Exercise description: Begin at the start of the records and stop after the line that contains "[[[441,303],[619,303],[619,271],[441,271]]]". Write those lines out again, requests included, multiplying every polygon coordinate in the answers by 1.55 and rounding to whole numbers (halves up), and leave the pictures out.

Items:
## begin

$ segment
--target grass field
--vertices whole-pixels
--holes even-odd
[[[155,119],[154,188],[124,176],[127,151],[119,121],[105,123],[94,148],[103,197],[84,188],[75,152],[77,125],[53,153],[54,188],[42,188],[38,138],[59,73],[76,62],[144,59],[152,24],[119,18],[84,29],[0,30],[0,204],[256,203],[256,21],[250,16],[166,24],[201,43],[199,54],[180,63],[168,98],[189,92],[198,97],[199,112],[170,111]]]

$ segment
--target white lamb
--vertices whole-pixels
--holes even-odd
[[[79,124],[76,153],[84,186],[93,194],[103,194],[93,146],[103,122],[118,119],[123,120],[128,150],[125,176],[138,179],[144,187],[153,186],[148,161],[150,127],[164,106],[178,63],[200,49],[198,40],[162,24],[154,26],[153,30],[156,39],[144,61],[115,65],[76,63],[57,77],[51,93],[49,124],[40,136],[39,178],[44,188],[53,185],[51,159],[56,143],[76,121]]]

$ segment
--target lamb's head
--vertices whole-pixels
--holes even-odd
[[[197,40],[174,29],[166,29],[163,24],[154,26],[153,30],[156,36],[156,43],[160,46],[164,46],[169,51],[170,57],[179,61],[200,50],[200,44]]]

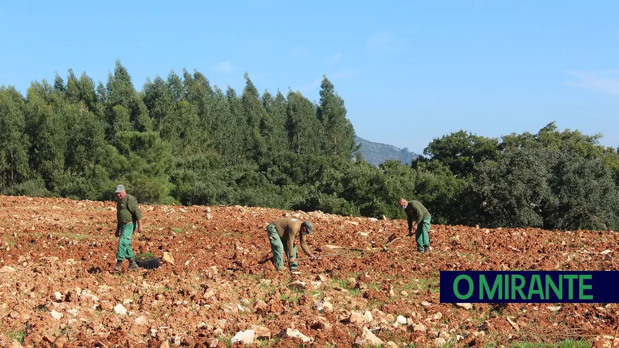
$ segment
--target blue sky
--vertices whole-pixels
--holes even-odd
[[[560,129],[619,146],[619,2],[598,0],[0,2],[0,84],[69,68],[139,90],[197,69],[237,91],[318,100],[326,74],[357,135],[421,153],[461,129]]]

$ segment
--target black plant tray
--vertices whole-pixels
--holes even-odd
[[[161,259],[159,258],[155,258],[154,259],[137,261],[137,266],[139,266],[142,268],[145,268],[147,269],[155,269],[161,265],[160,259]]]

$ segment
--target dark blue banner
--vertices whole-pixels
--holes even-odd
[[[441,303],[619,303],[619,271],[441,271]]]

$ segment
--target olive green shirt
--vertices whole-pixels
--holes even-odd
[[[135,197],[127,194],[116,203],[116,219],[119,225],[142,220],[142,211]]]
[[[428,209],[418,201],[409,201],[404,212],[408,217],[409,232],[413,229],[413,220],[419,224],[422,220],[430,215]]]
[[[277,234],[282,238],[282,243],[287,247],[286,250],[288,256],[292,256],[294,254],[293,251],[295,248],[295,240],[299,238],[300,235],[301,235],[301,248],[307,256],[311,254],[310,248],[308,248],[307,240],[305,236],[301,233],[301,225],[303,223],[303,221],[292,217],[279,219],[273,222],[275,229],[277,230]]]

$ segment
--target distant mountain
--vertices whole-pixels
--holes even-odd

## end

Task output:
$ segment
--target grass field
--vertices whole-pixels
--holes even-odd
[[[240,184],[239,291],[192,273],[197,234],[184,188],[163,191],[146,229],[160,305],[130,291],[116,236],[119,194],[82,237],[84,291],[65,291],[59,214],[91,113],[118,96],[223,91],[236,37],[184,28],[130,45],[0,47],[0,316],[397,315],[397,33],[388,25],[257,37],[312,67],[308,84],[279,98],[260,152],[293,143],[307,150],[308,174],[264,172]]]

$ segment
--target white lamb
--vertices whole-pixels
--holes even-odd
[[[122,192],[118,237],[130,288],[144,301],[160,301],[144,226],[160,189],[183,184],[191,186],[198,233],[194,273],[214,277],[223,290],[237,288],[229,250],[233,197],[254,164],[276,98],[310,76],[307,62],[251,37],[239,40],[237,47],[242,60],[223,95],[178,101],[118,98],[88,119],[79,144],[76,192],[62,211],[60,276],[68,291],[82,287],[79,246],[87,222],[118,188]]]

$ segment
--target lamb's head
--vertices whole-pixels
--holes even-odd
[[[305,62],[270,45],[257,45],[253,37],[239,40],[237,47],[242,56],[242,67],[248,71],[254,71],[262,79],[264,88],[277,95],[310,78],[310,68]]]

$ segment
--target blue sky
--vertices whole-pixels
--holes even-odd
[[[868,200],[959,226],[959,3],[927,0],[0,3],[0,130],[107,105],[215,140],[305,107],[367,141],[493,155],[505,115],[553,209],[653,237],[715,200]]]

$ segment
--target black plant tray
--vertices whole-pixels
--holes even-odd
[[[250,401],[246,400],[240,400],[239,401],[212,405],[212,412],[215,412],[220,415],[225,415],[228,417],[240,417],[250,411],[248,401]]]

$ segment
--target dark blue banner
--vertices whole-pixels
--holes even-odd
[[[684,470],[959,470],[959,420],[684,420]]]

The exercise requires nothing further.